Problem A>
From the passage on questionnaire labels, reproduce the part that opens with the words containing "Click here to see example 3" and closes with "on comment lines.".
Problem B>
Return every line of the records that contains the string "mask".

** Given text follows **

In this case formats are automatically converted into character chains.
Labels are retrieved betwen curly brackets (braces) in the text of the question (option -U).
When this feature is selected, braces should only be used for delimiting labels. Using braces that are not closed or not opened will yield an error message and the process will be terminated.
When the questionnaire's layout is formatted by option -o, the new questionnaire thereby created no longer contains any brace. These braces are replaced by the ASCII separator with hexadecimal code 0x1F, which is not printable. Auxiliary questionnaires with this improved layout can in turn be processed as input forms with options -i or -ir, separators 0x1F behaving as braces to indentify labels. These separators can also be used right from the start, when designing the survey questionnaire.

Click here to see example 3

When several variables are intoduced in the same question, braces should not be used in the text of the question between the question number and the end of the question itself. This option remains open when there is just one variable per question:

Click here to see example 4

1.3 Partial Automation

Explicit input on a comment line and partial automatic generation may be combined for variable names, labels and formats on comment lines.

** End of Given text **
** Source information follows **

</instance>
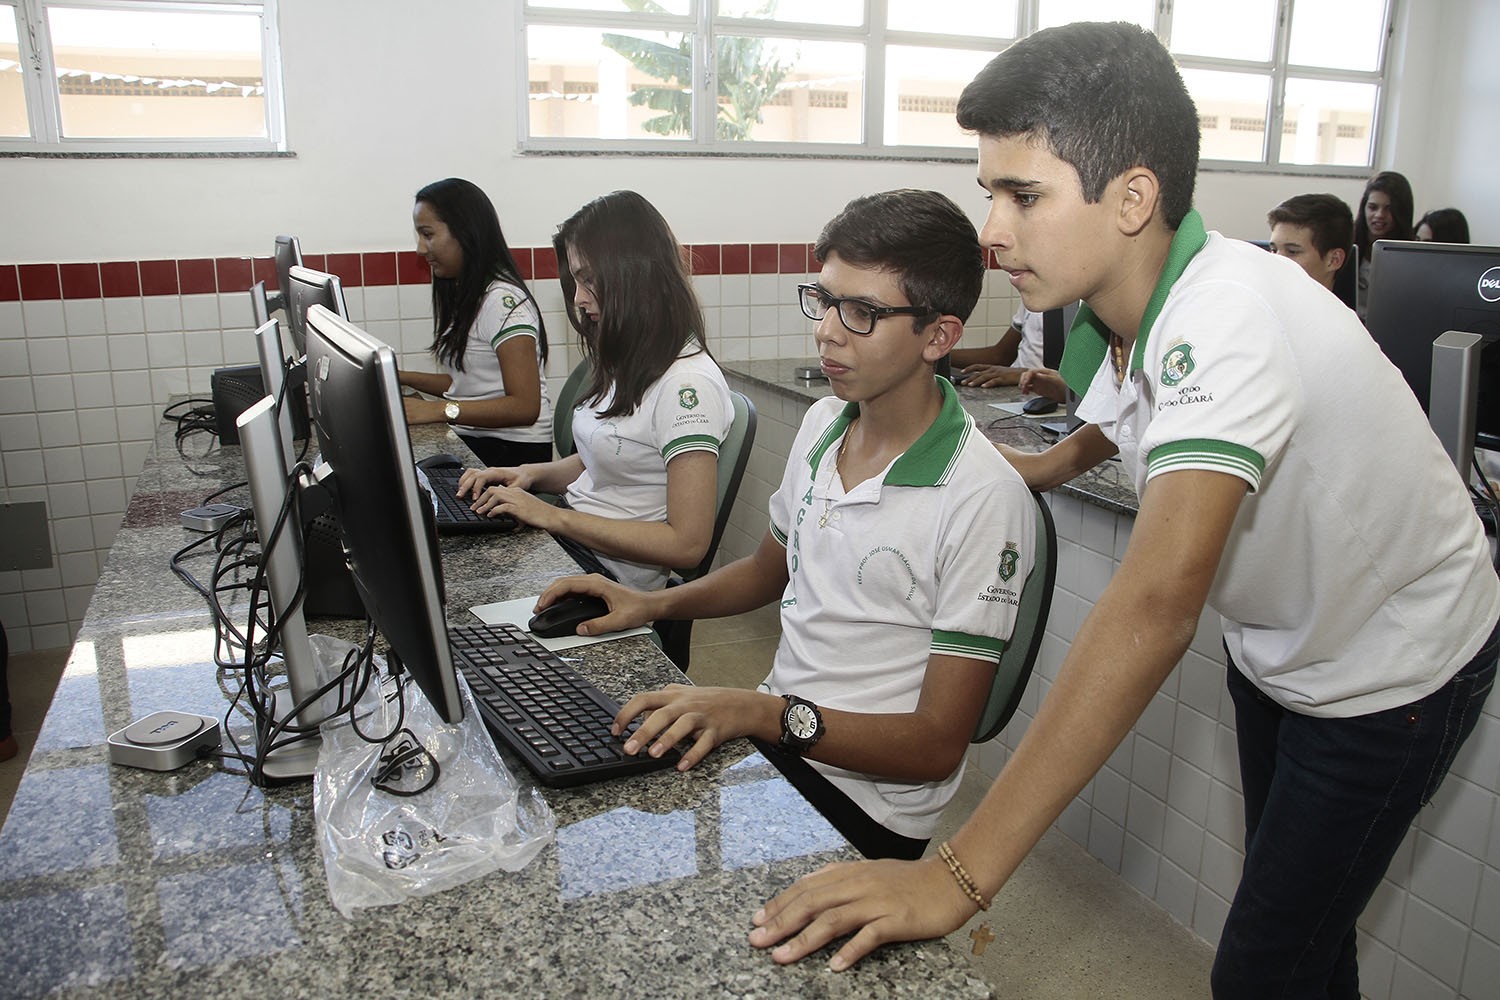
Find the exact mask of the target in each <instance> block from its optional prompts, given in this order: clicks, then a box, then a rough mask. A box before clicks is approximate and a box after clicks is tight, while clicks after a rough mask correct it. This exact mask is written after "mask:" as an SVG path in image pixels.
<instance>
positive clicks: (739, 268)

** End of Source information **
** Source information follows **

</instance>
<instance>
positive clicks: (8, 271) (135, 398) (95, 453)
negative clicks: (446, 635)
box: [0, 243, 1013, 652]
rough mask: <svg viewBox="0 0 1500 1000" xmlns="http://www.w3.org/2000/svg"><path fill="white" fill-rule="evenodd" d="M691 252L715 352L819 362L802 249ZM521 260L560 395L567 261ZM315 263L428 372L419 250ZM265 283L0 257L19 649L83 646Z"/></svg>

** End of Source information **

Exercise result A>
Click here to see example 3

When several variables are intoduced in the same question, braces should not be used in the text of the question between the question number and the end of the question itself. This option remains open when there is just one variable per question:

Click here to see example 4

1.3 Partial Automation

Explicit input on a comment line and partial automatic generation may be combined for variable names, labels and formats on comment lines.

Exercise result B>
Find the exact mask of the target in each <instance> block from its optional prompts, given in this order: clicks, then a box, then a rough mask. A box before clicks is approximate and a box after clicks is tight, while clicks after a rough mask correct it. This exact mask is written after "mask:" as an SVG path in image pixels.
rough mask: <svg viewBox="0 0 1500 1000" xmlns="http://www.w3.org/2000/svg"><path fill="white" fill-rule="evenodd" d="M691 252L715 352L819 362L802 249ZM521 260L560 395L567 261ZM315 263L428 372L419 250ZM265 283L0 257L19 649L83 646Z"/></svg>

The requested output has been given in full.